(Beginning of Records for the task)

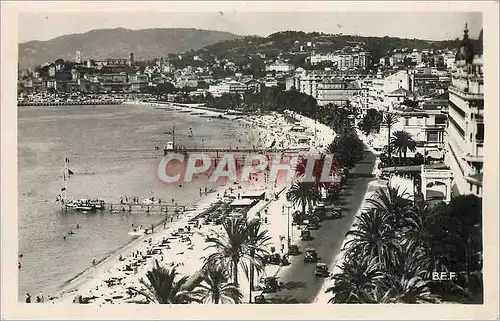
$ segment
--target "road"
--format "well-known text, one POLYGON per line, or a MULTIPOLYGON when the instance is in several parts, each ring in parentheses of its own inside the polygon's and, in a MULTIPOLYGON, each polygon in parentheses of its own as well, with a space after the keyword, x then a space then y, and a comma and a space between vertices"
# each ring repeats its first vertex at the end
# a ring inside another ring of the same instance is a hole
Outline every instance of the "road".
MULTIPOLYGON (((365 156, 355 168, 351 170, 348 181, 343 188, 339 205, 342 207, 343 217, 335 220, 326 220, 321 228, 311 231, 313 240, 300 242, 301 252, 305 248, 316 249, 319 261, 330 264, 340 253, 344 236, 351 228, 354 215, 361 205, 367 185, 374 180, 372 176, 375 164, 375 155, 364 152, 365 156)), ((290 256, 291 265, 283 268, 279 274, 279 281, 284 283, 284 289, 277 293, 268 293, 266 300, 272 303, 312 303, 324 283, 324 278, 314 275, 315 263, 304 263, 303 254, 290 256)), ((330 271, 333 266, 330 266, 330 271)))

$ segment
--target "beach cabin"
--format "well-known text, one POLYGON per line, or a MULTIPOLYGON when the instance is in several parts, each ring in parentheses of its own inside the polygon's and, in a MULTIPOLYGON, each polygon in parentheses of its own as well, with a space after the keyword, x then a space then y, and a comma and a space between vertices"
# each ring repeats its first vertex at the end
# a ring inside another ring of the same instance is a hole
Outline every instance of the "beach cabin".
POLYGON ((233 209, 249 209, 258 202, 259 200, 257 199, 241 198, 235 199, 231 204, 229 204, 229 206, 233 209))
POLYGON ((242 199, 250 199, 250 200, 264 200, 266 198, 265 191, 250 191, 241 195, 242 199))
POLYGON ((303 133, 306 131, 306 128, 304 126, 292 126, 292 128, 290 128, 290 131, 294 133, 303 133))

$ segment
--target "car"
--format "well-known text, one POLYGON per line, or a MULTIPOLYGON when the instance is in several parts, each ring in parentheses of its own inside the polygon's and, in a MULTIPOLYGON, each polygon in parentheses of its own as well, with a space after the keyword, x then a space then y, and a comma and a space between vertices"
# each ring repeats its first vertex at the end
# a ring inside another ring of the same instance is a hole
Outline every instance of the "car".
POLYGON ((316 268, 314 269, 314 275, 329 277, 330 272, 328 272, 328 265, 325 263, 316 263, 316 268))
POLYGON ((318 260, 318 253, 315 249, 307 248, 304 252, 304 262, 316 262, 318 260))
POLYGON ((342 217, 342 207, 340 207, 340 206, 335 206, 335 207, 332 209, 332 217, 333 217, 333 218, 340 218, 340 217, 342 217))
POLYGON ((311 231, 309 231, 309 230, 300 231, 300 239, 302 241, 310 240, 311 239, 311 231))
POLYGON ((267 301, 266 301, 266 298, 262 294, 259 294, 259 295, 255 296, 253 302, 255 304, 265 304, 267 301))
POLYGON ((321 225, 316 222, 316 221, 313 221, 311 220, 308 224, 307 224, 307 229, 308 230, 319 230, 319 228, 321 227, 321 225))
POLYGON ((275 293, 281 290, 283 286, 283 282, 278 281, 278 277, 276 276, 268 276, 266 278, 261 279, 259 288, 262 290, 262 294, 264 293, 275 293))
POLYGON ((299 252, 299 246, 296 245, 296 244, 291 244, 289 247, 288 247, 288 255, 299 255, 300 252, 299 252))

(End of Records for the task)

§ **Instructions for the task**: The required output is each record above, reproduced exactly, without its pictures.

§ **Solution for this task**:
$ segment
--target "road"
--format "well-known text, one POLYGON per line, or a MULTIPOLYGON when the instance is in several parts, each ring in parentheses of its own inside the polygon's and, in a MULTIPOLYGON, each polygon in parentheses of its own as well, with a space after the keyword, x then a space then y, and a comma and a space between vertices"
# each ring repeats its first vertex at the end
# a ring inside another ring of the same instance is a hole
Outline every instance of the "road".
MULTIPOLYGON (((365 156, 355 168, 351 170, 348 181, 343 188, 339 205, 342 207, 343 217, 335 220, 326 220, 321 228, 311 231, 313 240, 300 242, 301 252, 305 248, 316 249, 319 261, 330 264, 340 253, 344 236, 351 228, 354 215, 361 205, 367 185, 374 180, 372 176, 375 164, 375 155, 364 152, 365 156)), ((290 256, 291 265, 283 268, 279 274, 279 281, 284 283, 284 289, 277 293, 268 293, 266 300, 272 303, 312 303, 324 283, 324 278, 314 275, 315 263, 304 263, 303 254, 290 256)), ((330 271, 333 266, 330 266, 330 271)))

$ segment
--target "beach cabin"
--format "well-known text, one POLYGON per line, or a MULTIPOLYGON when the instance is in several parts, each ring in parentheses of its own inside the polygon's and, in a MULTIPOLYGON, each polygon in parentheses of its own as well, with a space after the keyword, x then a space then y, and a comma and a space between vertices"
# each ring repeats its first vertex at the end
# a ring inside another ring of the same instance is a hole
Outline every instance of the "beach cabin".
POLYGON ((233 209, 249 209, 258 202, 259 200, 257 199, 241 198, 235 199, 231 204, 229 204, 229 206, 233 209))
POLYGON ((242 199, 250 199, 250 200, 264 200, 266 198, 265 191, 250 191, 241 195, 242 199))
POLYGON ((303 133, 306 131, 306 128, 304 126, 292 126, 292 128, 290 128, 290 131, 294 133, 303 133))

$ segment
--target "car"
--format "well-known text, one POLYGON per line, or a MULTIPOLYGON when the instance is in several parts, each ring in parentheses of its own inside the polygon's and, in a MULTIPOLYGON, each polygon in parentheses of its own as well, with a space after the keyword, x then a space then y, and a comma and a space between vertices"
# each ring repeats its first vertex at the end
# a ring inside another ring of the same instance is a hole
Outline every instance of the "car".
POLYGON ((316 268, 314 269, 314 275, 329 277, 330 272, 328 272, 328 265, 325 263, 316 263, 316 268))
POLYGON ((318 260, 318 253, 315 249, 307 248, 304 252, 304 262, 316 262, 318 260))
POLYGON ((342 217, 342 207, 340 207, 340 206, 335 206, 335 207, 332 209, 332 217, 333 217, 333 218, 340 218, 340 217, 342 217))
POLYGON ((311 231, 309 231, 309 230, 300 231, 300 239, 302 241, 310 240, 311 239, 311 231))
POLYGON ((267 301, 266 301, 266 298, 262 294, 259 294, 259 295, 255 296, 253 302, 255 304, 265 304, 267 301))
POLYGON ((321 225, 316 222, 316 221, 313 221, 311 220, 308 224, 307 224, 307 229, 308 230, 319 230, 319 228, 321 227, 321 225))
POLYGON ((275 293, 281 290, 283 286, 283 282, 278 281, 278 277, 276 276, 268 276, 266 278, 261 279, 259 288, 262 290, 262 294, 264 293, 275 293))
POLYGON ((299 252, 299 246, 296 245, 296 244, 291 244, 289 247, 288 247, 288 255, 299 255, 300 252, 299 252))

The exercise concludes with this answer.